**Tarea breve:** Completa la parte siguiente del cuaderno de PySpark sobre análisis de calidad de datos, empezando justo después de su última línea.

**Fragmento seleccionado:**

GRUPO 1 PySpark Dataset 1

Nicolasa Nancy Illanes Castillo

Gerick Toro

Juan Jose Velarde


In [2]:
from pyspark.sql import SparkSession
from pyspark.sql.functions import *
from pyspark.sql.types import *
from pyspark.ml.stat import Correlation
from pyspark.ml.feature import Imputer, StandardScaler, VectorAssembler


# Inicializar Spark
spark = SparkSession.builder \
    .appName("DataQualityExample") \
    .config("spark.sql.adaptive.enabled", "true") \
    .getOrCreate()

# Cargar datos
df_spark = spark.read.option("header", "true").csv("data.csv", inferSchema=True)
df_spark.show(5)

+---------+---------+--------------------+--------+--------------+---------+----------+--------------+
|InvoiceNo|StockCode|         Description|Quantity|   InvoiceDate|UnitPrice|CustomerID|       Country|
+---------+---------+--------------------+--------+--------------+---------+----------+--------------+
|   536365|   85123A|WHITE HANGING HEA...|       6|12/1/2010 8:26|     2.55|     17850|United Kingdom|
|   536365|    71053| WHITE METAL LANTERN|       6|12/1/2010 8:26|     3.39|     17850|United Kingdom|
|   536365|   84406B|CREAM CUPID HEART...|       8|12/1/2010 8:26|     2.75|     17850|United Kingdom|
|   536365|   84029G|KNITTED UNION FLA...|       6|12/1/2010 8:26|     3.39|     17850|United Kingdom|
|   536365|   84029E|RED WOOLLY HOTTIE...|       6|12/1/2010 8:26|     3.39|     17850|United Kingdom|
+---------+---------+--------------------+--------+--------------+---------+----------+--------------+
only showing top 5 rows



In [3]:
# analisis de calidad

def spark_quality_analysis(df):

    print(" ANÁLISIS CALIDAD DATOS   ")

**Registros extraídos:**
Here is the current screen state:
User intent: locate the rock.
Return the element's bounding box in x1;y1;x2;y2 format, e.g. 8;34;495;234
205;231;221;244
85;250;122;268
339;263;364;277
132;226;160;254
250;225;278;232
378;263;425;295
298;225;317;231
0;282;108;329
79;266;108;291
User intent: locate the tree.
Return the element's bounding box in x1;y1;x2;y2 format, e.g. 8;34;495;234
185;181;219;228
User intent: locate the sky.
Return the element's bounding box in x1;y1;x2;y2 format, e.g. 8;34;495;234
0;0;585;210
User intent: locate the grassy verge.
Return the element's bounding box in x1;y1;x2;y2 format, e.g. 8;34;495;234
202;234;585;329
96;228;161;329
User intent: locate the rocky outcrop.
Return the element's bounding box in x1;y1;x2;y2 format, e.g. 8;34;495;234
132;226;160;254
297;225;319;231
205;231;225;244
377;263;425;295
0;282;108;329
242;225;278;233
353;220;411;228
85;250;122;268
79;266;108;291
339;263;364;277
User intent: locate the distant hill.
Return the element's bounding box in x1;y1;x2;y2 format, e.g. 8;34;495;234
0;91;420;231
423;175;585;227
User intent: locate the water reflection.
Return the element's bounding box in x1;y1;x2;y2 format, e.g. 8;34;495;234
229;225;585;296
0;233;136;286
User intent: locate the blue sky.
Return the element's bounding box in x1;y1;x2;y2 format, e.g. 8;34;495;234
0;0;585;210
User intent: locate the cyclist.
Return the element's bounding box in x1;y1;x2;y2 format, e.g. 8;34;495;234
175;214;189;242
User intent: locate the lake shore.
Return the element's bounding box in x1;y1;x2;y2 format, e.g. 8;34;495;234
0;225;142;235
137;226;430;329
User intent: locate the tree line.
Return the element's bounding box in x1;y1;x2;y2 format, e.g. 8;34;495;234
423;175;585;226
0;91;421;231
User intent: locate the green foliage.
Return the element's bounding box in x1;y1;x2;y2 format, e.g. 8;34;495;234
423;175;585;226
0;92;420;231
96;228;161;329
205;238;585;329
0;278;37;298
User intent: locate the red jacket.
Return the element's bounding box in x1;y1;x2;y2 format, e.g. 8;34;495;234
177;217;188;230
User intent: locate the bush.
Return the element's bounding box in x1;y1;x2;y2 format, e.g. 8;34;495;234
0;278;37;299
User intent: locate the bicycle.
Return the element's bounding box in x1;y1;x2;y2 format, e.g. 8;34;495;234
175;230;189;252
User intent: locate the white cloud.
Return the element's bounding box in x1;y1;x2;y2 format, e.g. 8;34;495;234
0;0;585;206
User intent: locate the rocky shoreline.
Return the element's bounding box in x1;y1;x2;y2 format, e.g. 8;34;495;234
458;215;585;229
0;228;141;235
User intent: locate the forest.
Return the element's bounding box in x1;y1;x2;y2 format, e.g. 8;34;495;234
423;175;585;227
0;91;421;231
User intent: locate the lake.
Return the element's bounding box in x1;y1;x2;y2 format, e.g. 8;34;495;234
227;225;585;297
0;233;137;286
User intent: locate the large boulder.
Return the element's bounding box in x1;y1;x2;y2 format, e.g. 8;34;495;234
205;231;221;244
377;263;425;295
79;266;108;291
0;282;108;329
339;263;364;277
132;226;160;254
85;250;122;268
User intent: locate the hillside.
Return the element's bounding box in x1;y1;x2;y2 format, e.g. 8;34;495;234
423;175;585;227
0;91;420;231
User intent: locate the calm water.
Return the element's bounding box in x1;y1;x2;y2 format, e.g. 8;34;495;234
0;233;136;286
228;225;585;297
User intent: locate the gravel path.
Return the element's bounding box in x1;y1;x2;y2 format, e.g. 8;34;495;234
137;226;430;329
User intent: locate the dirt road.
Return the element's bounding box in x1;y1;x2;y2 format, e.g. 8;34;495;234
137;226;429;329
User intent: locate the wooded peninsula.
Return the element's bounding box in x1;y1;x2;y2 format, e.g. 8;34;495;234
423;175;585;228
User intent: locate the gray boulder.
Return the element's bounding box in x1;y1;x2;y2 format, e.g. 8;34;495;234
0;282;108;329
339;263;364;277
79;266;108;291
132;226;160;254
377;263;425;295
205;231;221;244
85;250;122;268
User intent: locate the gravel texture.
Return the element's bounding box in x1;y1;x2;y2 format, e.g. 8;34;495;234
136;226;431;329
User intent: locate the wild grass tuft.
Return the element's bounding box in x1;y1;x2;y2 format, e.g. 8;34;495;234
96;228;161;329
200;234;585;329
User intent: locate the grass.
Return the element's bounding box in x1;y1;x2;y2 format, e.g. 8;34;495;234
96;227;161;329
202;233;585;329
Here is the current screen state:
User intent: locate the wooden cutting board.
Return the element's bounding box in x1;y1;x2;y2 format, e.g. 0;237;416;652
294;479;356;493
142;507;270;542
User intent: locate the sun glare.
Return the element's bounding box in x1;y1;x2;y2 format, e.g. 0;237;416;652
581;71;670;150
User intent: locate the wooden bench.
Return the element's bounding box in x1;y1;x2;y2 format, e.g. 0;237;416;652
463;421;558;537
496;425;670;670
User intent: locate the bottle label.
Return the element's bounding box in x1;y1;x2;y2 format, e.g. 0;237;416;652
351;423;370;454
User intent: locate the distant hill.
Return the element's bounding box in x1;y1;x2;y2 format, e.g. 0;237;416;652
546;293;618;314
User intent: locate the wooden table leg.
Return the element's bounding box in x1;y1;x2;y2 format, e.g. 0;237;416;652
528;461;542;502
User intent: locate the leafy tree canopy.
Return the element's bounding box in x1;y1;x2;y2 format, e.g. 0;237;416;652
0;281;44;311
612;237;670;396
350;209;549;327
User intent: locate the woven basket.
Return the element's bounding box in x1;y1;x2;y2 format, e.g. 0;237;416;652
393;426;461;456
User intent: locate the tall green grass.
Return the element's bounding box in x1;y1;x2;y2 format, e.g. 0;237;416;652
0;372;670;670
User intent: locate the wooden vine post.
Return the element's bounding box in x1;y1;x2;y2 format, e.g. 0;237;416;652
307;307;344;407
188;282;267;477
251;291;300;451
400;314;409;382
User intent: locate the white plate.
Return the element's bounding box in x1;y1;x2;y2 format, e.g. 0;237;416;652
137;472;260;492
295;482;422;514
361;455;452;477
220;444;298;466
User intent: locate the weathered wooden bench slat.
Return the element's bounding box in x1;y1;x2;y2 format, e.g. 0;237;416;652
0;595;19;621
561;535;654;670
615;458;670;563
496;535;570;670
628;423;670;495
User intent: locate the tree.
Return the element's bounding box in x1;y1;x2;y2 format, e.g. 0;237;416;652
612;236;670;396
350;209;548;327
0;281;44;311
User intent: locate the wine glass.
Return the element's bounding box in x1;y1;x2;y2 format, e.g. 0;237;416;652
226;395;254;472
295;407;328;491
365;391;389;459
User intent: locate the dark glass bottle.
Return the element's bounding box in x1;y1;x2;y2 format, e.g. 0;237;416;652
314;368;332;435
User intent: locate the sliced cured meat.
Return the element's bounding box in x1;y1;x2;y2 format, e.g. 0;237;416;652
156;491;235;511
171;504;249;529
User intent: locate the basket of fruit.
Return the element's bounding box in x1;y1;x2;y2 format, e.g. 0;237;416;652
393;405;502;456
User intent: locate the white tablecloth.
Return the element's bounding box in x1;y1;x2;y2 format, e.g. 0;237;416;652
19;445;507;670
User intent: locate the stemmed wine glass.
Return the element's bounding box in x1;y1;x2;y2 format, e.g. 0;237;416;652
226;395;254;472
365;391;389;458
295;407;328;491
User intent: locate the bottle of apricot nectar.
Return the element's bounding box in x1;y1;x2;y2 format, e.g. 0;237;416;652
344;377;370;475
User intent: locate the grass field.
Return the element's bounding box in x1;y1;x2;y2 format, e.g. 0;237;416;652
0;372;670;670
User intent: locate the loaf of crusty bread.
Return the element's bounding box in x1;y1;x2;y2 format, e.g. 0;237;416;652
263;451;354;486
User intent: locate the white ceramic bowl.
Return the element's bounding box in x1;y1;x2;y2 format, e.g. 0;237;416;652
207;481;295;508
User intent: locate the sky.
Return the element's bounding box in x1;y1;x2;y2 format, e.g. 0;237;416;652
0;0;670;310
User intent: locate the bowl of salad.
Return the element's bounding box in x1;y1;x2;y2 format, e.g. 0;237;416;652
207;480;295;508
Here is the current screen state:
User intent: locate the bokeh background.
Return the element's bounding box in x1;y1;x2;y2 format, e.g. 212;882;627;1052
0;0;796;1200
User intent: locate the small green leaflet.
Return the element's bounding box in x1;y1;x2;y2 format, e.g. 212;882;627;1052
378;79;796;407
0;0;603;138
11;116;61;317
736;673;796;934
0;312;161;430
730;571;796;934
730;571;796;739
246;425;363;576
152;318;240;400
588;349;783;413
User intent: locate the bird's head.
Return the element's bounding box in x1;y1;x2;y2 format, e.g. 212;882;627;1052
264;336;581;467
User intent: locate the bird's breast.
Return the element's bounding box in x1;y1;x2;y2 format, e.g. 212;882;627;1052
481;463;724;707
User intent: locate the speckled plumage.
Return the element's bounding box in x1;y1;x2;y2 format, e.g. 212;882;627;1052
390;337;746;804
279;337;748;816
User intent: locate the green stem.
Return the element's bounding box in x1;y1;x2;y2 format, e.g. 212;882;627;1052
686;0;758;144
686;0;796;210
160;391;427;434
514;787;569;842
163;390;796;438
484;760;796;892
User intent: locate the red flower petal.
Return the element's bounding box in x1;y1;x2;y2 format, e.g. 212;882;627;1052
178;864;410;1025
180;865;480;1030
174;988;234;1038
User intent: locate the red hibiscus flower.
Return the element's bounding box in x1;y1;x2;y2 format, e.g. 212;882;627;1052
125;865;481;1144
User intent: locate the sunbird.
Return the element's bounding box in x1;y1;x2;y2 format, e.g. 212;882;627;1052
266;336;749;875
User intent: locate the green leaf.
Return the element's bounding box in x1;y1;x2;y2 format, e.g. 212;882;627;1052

**Respuesta:**
    # Conteo de registros
    print(f"Numero de total registros: {df.count()}")
    print(f"Total columnas: {len(df.columns)}")

    # Análisis de nulls por columna
    null_counts = df.select([count(when(isnan(c) | col(c).isNull(), c)).alias(c)
        for c in df.columns  ]).collect()[0]

    print("\nVALORES NULOS ")
    for col_name, null_count in null_counts.asDict().items():
        if null_count > 0:
            percentage = (null_count / df.count()) * 100
            print(f"{col_name}: {null_count} ({percentage:.2f}%)")

    # Duplicados
    total_rows = df.count()
    unique_rows = df.distinct().count()
    duplicates = total_rows - unique_rows
    print(f"\nDUPLICADOS: {duplicates}")

    return df

spark_quality_analysis(df_spark)


 ANÁLISIS CALIDAD DATOS   
Numero de total registros: 541909
Total columnas: 8

VALORES NULOS 
Description: 1454 (0.27%)
CustomerID: 135080 (24.93%)

DUPLICADOS: 5268


DataFrame[InvoiceNo: string, StockCode: string, Description: string, Quantity: int, InvoiceDate: string, UnitPrice: double, CustomerID: int, Country: string]

In [9]:
# Limpieza Distribuida Sapark

def spark_data_cleaning(df):
    """Pipeline de limpieza para Spark"""

    # 1. Eliminar registros con muchos nulls
    threshold = 0.5  # Eliminar filas con >50% nulls
    min_non_null = int(threshold * len(df.columns))
    df_clean = df.dropna(thresh=min_non_null)

    # 2. Imputación por columna
    numeric_cols = [field.name for field in df_clean.schema.fields
                   if field.dataType in [IntegerType(), DoubleType(), FloatType()]]

    # Imputar con mediana
    for col_name in numeric_cols:
        median_val = df_clean.approxQuantile(col_name, [0.5], 0.01)[0]
        df_clean = df_clean.na.fill({col_name: median_val})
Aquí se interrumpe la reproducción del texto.